§ **TASK GOAL**: Rewrite all the items below as one numbered list, one line per entry, skipping any blank lines. Leave the pictures out of your answer.

§ **MATERIAL**:
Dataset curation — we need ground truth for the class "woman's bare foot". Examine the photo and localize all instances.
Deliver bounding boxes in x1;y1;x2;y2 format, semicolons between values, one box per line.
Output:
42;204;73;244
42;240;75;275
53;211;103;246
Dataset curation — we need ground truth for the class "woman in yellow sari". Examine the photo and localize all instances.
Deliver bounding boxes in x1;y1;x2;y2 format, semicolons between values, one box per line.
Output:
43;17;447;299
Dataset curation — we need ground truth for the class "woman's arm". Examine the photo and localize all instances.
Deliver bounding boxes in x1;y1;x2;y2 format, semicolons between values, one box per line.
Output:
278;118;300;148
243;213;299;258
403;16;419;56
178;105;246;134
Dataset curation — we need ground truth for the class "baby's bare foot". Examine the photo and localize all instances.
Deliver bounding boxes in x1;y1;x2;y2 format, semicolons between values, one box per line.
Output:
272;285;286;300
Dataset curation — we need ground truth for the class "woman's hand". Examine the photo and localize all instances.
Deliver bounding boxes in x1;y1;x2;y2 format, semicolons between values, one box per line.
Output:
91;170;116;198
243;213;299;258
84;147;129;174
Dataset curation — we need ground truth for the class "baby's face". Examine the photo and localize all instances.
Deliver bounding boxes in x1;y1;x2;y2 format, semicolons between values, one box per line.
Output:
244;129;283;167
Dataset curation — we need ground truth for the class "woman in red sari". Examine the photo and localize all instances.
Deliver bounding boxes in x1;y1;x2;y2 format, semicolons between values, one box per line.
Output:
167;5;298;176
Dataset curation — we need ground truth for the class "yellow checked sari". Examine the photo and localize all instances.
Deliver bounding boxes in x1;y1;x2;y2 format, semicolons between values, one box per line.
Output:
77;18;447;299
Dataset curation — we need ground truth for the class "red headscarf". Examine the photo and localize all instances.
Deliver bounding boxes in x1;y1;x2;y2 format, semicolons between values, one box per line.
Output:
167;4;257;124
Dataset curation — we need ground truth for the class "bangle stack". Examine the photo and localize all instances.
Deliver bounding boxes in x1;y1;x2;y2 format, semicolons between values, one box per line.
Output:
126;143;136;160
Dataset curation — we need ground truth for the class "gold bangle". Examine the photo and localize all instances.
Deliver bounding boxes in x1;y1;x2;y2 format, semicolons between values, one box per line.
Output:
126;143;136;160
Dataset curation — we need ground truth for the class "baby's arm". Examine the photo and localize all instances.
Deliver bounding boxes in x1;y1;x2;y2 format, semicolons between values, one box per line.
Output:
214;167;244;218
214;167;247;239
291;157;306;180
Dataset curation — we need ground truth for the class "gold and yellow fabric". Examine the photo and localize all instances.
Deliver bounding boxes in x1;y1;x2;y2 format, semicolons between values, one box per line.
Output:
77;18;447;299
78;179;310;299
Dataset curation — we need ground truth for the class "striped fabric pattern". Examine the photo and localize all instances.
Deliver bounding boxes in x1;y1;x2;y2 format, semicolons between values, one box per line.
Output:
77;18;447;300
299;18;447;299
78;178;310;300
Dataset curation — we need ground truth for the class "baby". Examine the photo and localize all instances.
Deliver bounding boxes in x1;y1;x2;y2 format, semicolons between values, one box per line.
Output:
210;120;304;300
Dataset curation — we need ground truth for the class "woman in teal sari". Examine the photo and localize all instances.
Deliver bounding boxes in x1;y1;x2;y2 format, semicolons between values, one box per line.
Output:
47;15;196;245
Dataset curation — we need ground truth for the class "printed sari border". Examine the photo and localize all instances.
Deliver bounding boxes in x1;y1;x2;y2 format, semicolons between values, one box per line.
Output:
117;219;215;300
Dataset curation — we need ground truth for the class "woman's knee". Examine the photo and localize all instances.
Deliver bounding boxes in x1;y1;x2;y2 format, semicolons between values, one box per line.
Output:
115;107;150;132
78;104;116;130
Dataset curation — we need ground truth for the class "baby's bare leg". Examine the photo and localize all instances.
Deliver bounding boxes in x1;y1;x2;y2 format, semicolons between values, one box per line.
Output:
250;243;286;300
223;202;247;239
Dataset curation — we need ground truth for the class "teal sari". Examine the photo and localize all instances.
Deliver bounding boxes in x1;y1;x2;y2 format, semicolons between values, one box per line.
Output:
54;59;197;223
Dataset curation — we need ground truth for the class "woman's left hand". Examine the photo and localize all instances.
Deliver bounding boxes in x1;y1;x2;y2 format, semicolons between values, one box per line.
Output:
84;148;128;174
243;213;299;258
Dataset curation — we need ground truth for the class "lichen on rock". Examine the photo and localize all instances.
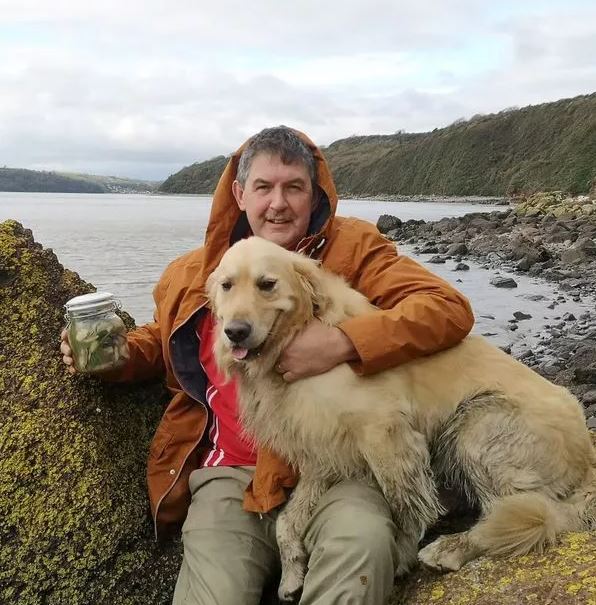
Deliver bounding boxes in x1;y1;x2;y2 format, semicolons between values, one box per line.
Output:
391;532;596;605
0;221;180;605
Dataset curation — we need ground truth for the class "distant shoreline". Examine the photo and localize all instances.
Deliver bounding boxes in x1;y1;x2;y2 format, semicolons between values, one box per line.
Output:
339;194;512;206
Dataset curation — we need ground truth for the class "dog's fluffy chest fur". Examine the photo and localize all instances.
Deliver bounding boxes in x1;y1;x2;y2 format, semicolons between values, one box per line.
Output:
239;365;368;478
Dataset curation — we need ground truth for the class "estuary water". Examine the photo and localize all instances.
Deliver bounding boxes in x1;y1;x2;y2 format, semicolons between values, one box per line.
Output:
0;193;583;354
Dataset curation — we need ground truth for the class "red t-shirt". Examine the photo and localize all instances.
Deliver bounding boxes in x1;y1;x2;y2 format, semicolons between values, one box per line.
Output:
197;312;257;467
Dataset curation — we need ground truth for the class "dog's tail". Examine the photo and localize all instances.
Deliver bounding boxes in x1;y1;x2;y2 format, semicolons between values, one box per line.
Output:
472;470;596;556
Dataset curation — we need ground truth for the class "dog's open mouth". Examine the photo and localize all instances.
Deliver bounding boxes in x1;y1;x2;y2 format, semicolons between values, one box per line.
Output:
232;342;265;361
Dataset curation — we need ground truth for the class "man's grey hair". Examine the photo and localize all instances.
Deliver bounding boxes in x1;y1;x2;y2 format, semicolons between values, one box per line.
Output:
236;126;317;190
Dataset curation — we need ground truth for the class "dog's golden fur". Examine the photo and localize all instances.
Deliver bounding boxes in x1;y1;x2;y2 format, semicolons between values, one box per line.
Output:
208;238;596;598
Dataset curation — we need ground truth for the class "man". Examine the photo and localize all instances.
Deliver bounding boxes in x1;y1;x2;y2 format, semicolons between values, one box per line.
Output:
61;126;473;605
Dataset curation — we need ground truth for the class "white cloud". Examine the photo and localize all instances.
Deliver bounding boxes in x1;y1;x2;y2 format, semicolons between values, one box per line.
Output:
0;0;596;178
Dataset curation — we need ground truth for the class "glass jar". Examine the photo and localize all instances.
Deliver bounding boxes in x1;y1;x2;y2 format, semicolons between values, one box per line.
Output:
65;292;129;373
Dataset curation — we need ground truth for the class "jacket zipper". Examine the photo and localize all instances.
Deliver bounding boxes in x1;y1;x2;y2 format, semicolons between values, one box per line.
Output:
153;301;207;541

§ **ANSWER TO THIS PROBLEM**:
1. Dataset curation — we need ground truth for the class "woman's bare foot". Examine the photo and localize all instances.
2. Deliver bounding boxes in x1;y1;x2;y2 format, semicolons between values, one box per line.
3. Output:
4. 42;204;73;244
5. 42;240;75;275
6. 53;211;103;246
7. Dataset curation — we need ground truth for the class "woman in yellow sari". Examine the photo and localize all instances.
8. Deliver bounding boxes in x1;y1;x2;y2 format, semicolons between values, one box per line.
9. Output:
10. 43;17;447;299
11. Dataset curation — we need ground truth for the class "woman's arm". Examine the photo and localize all instances.
12. Deliver bounding boxes in x1;y1;x2;y2 format, semicolons between values, one box per line.
13. Output:
14. 278;118;300;148
15. 243;213;299;258
16. 403;16;419;56
17. 178;105;246;134
18. Dataset curation — we need ground truth for the class "baby's bare foot". Examine the photo and localize all instances.
19. Deliver bounding boxes in x1;y1;x2;y2 format, semicolons between values, one box per line.
20. Output:
21. 272;285;286;300
22. Dataset curation — we need ground truth for the class "woman's hand". Examine the photo and localize all instances.
23. Deliver bounding boxes in x1;y1;x2;y2 format, semicolons between values, one box per line.
24. Output:
25. 91;170;116;198
26. 243;213;299;258
27. 84;147;129;174
28. Dataset curation — we need ground truth for the class "baby's face". Examine the photo and localize all instances.
29. Deliver bounding boxes in x1;y1;x2;y2 format, semicolons between values, one box per line.
30. Output:
31. 244;129;283;167
32. Dataset curation — we need ground truth for the class "woman in red sari". Examine the photo and localize all instances.
33. Deliver bounding boxes in x1;y1;x2;y2 format, semicolons between values, one box per line.
34. Output:
35. 167;5;298;176
36. Dataset curation — we need ground truth for the class "yellow checked sari". Examine the photo and localize all instances.
37. Deliver bounding boxes in x1;y1;x2;y2 format, semicolons between values, one box per line.
38. Output:
39. 77;18;447;299
40. Dataset curation — we need ground truth for the class "red headscarf". Examine the photo and localize all instances.
41. Deliver bounding boxes in x1;y1;x2;y2 format, semicolons between values, one box per line.
42. Output:
43. 167;4;257;124
44. Dataset curation — we need ground truth for the class "bangle stack". Examine the photo and localize all instances.
45. Deliver bounding boxes in x1;y1;x2;y2 format, semicolons between values, one box per line.
46. Output:
47. 126;143;136;160
48. Dataset curation — we need ground truth for the class "gold bangle". Examine the photo and localize all instances.
49. Deliver bounding boxes in x1;y1;x2;y2 format, semicolons between values, one box per line.
50. Output:
51. 126;143;136;160
52. Dataset curation — we need ground truth for the class "baby's arm". Examine the photo and localize all instances.
53. Deliver bounding boxes in x1;y1;x2;y2 format, semicolons between values, one box per line.
54. Output:
55. 214;167;244;218
56. 214;167;247;239
57. 291;157;306;180
58. Dataset curation — we need ground truth for the class "gold and yellow fabric". Examine the photo and localize all instances.
59. Deliver bounding boxes in x1;y1;x2;y2 format, semicolons between values, one box per line.
60. Output:
61. 77;18;447;299
62. 78;179;310;299
63. Dataset curation — we need ground truth for the class "striped fabric pattern". Examine the photo and localize all instances.
64. Deliver bounding boxes in x1;y1;x2;y2 format, semicolons between values, one box per line.
65. Output:
66. 77;18;447;300
67. 299;18;447;299
68. 78;178;310;300
69. Dataset curation — we need ground truth for the class "baby". Examine the photo and localize all instances.
70. Deliver bounding boxes in x1;y1;x2;y2 format, semicolons between values, one box per line.
71. Output:
72. 210;120;304;300
73. Dataset curation — we need ground truth for the class "woman in teal sari". Examine the photo and localize all instances.
74. Deliver bounding boxes in x1;y1;x2;y2 format, semicolons between values, one box per line.
75. Output:
76. 47;15;196;245
77. Dataset curation — we need ground truth for the class "printed sari border". Examine the photo and localize all instances.
78. Deliver bounding boxes in x1;y1;x2;y2 format, semicolons between values, one box per line.
79. Output:
80. 117;219;215;300
81. Dataset curation — we need ground truth for the class "woman's knee". Examine the photo and localize all instances.
82. Deliver bounding boxes in x1;y1;x2;y2 format, semicolons between values, one box per line.
83. Output:
84. 115;107;150;132
85. 78;104;116;130
86. Dataset curation — we need ground truth for the class "baby's bare leg". Examine the photo and localize all instances.
87. Deliver bounding boxes in x1;y1;x2;y2 format, semicolons between values, one box per line.
88. Output:
89. 250;243;286;300
90. 223;202;247;239
91. Dataset curation — we need ground truth for the class "teal sari". Examine the photo and localize all instances.
92. Deliver bounding boxes in x1;y1;x2;y2 format, semicolons between values, one box per line.
93. Output:
94. 54;59;197;223
95. Dataset curation — we need ground truth for the class "woman's left hand". Examine the photo and localize all instances.
96. Deliver bounding boxes in x1;y1;x2;y2 format, semicolons between values, one box per line.
97. Output:
98. 84;148;128;174
99. 243;213;299;258
100. Dataset curation — we need ground truth for the class "lichen on rock". Examine the photo and localize all instances.
101. Deliver bounding boxes in x1;y1;x2;y2 format, semicolons between values, one box per line.
102. Output:
103. 391;532;596;605
104. 0;221;180;605
105. Dataset curation — we need ground truth for the class "distant shoreline". Examine the photo and localize all instances.
106. Deliver bounding boxes in x1;y1;x2;y2 format, semicolons between values, one box per line.
107. Output:
108. 339;194;512;206
109. Dataset curation — we need ground truth for the class "dog's fluffy chest fur". Examine the photo and localize all instances.
110. Deliver bounding boxes in x1;y1;x2;y2 format, semicolons between values, one box per line.
111. Output:
112. 239;365;368;478
113. Dataset curation — we need ground truth for the class "estuary water". Examine the photo and localize all instances.
114. Deliver bounding boxes in x1;y1;x2;y2 format, semicolons between values, one box per line.
115. Output:
116. 0;193;583;354
117. Dataset curation — we need ground truth for the class "red t-shirt". Examine the photo and localize all instances.
118. Deliver bounding boxes in x1;y1;x2;y2 format, semicolons between values, one box per line.
119. Output:
120. 197;312;257;467
121. Dataset curation — we need ground truth for the class "dog's tail". Examine the photo and localize all instances.
122. Deliver bounding boxes in x1;y1;x2;y2 format, semicolons between values, one box per line.
123. Output:
124. 472;470;596;556
125. Dataset curation — we need ground truth for the class "dog's open mouth". Examine the photo and localize all instances.
126. Deliver bounding boxes in x1;y1;x2;y2 format, semicolons between values, one box per line.
127. Output:
128. 232;342;265;361
129. Dataset curation — we need ground truth for the class "man's grey hair". Examine the photo and localize all instances.
130. Deliver bounding boxes in x1;y1;x2;y2 format, semicolons between values, one box per line.
131. Output:
132. 236;126;317;190
133. Dataset curation — we need ground truth for the class "dog's golden fur". Examine the photo and localize all instances.
134. Deliver bounding boxes in x1;y1;x2;y2 format, semicolons between values, one box per line.
135. Output:
136. 208;238;596;598
137. Dataset curation — we need ground truth for the class "man". Examine the photo and localize all instances.
138. Deliver bounding boxes in x1;y1;x2;y2 format, semicolons between values, one box per line.
139. Output:
140. 61;126;473;605
141. Dataset curation — we need ground truth for the class "white cloud". Examine the photo and localize all instances.
142. Deliver bounding boxes in x1;y1;x2;y2 format, semicolons between values, one box per line.
143. Output:
144. 0;0;596;178
145. Dataset curation — we need ground truth for the class "glass jar". Examine the photo and localize all instances.
146. Deliver bounding boxes in x1;y1;x2;y2 format, semicolons between values, one box per line.
147. Output:
148. 65;292;129;373
149. Dataset curation — we need ground truth for the class "jacket zipper". Examine the photo and localize all instances.
150. Deliver bounding boxes in x1;y1;x2;y2 format, semicolons between values, one box per line.
151. Output:
152. 153;301;207;541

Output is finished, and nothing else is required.